**Brief**:
Which lines in the data below contain the string "target"? Copy each of them in full, treating uppercase and lowercase as different.

**Records shown**:
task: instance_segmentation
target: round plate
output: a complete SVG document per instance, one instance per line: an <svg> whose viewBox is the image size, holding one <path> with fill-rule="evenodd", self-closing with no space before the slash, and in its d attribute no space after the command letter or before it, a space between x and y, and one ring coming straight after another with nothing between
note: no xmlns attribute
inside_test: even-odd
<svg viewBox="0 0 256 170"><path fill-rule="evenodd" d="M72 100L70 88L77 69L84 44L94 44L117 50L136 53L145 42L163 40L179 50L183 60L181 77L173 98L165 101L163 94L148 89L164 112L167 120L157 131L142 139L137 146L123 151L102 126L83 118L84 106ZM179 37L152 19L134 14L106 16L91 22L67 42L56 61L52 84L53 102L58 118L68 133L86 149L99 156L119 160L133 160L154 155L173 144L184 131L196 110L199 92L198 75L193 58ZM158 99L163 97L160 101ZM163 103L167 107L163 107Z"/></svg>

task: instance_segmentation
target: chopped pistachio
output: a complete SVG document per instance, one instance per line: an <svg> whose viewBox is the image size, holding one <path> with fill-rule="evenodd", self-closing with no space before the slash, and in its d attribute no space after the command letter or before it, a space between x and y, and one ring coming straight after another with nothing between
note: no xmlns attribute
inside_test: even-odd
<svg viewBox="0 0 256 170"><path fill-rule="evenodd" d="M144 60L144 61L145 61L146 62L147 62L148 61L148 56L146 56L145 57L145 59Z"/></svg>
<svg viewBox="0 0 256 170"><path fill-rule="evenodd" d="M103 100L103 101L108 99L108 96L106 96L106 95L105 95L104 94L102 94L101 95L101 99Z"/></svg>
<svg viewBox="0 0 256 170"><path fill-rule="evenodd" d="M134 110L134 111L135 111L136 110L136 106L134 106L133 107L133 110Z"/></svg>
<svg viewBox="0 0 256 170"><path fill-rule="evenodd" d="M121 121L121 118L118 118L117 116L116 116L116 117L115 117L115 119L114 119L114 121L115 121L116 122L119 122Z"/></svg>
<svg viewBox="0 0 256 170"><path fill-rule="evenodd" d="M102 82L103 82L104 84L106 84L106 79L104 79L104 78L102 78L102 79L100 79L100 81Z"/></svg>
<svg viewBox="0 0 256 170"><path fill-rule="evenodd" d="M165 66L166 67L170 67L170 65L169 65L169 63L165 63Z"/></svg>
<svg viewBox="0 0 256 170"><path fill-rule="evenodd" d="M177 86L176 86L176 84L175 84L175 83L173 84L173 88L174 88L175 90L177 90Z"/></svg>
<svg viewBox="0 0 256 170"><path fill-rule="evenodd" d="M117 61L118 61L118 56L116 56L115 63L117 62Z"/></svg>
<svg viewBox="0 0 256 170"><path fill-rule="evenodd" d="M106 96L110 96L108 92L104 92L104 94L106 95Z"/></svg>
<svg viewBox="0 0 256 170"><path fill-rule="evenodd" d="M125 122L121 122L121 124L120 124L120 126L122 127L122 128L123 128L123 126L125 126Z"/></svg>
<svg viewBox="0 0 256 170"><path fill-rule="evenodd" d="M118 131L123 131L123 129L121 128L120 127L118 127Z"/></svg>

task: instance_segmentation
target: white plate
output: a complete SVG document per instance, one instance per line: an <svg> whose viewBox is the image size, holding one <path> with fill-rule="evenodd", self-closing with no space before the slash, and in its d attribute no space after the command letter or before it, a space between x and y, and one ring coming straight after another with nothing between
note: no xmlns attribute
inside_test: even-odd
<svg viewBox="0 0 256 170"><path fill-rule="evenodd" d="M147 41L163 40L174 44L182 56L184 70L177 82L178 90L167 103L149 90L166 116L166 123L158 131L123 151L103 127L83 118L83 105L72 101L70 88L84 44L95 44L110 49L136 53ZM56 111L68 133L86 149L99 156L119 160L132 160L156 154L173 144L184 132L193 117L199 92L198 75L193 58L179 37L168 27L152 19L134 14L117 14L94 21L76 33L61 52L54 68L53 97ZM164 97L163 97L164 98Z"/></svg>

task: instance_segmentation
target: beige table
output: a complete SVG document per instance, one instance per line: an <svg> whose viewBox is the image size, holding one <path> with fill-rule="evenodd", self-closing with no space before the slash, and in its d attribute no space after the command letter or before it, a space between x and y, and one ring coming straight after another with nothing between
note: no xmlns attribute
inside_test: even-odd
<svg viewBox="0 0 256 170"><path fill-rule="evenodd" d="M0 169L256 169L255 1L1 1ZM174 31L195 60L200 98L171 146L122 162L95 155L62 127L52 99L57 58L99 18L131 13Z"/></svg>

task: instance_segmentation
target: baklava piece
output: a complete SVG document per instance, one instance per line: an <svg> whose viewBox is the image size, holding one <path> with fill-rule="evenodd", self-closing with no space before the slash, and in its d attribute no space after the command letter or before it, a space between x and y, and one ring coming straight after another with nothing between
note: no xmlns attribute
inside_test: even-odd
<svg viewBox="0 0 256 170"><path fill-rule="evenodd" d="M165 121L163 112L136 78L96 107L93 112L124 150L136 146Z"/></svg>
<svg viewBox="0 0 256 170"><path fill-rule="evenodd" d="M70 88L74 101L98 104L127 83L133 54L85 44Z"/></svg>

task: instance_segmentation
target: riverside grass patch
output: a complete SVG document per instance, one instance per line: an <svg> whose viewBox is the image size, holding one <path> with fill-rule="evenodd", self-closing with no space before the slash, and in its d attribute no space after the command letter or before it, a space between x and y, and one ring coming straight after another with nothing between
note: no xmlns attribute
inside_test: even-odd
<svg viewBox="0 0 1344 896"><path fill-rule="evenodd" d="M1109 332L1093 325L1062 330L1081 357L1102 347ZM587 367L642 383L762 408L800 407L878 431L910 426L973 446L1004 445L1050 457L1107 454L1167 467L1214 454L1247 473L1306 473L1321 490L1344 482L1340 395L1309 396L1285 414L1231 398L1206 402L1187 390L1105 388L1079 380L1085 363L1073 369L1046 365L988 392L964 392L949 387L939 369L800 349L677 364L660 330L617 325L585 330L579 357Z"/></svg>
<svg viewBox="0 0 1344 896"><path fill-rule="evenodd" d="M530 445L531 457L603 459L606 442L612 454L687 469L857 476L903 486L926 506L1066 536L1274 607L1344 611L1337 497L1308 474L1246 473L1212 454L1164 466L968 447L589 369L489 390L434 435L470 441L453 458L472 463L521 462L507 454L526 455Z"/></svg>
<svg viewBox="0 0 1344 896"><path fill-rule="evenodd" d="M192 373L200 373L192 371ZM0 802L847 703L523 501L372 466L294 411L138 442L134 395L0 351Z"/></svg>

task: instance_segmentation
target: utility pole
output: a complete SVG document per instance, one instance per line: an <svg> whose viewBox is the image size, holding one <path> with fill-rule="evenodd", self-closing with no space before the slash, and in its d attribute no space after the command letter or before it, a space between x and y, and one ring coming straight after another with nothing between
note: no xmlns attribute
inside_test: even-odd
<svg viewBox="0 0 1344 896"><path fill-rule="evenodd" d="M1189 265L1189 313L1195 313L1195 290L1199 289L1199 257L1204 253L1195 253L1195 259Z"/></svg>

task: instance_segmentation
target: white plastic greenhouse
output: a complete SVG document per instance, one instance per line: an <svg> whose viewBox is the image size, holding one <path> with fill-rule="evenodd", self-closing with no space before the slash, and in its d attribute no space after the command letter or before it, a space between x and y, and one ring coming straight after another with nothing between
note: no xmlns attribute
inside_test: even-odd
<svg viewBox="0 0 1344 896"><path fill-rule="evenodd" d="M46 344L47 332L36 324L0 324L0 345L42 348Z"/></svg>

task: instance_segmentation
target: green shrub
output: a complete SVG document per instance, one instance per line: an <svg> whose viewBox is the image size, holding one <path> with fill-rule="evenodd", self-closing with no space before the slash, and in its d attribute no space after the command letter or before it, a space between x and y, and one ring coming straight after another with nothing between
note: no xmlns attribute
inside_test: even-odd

**Task response**:
target: round plate
target: chopped pistachio
target: white plate
target: beige table
target: baklava piece
target: riverside grass patch
target: utility pole
target: white plastic greenhouse
target: green shrub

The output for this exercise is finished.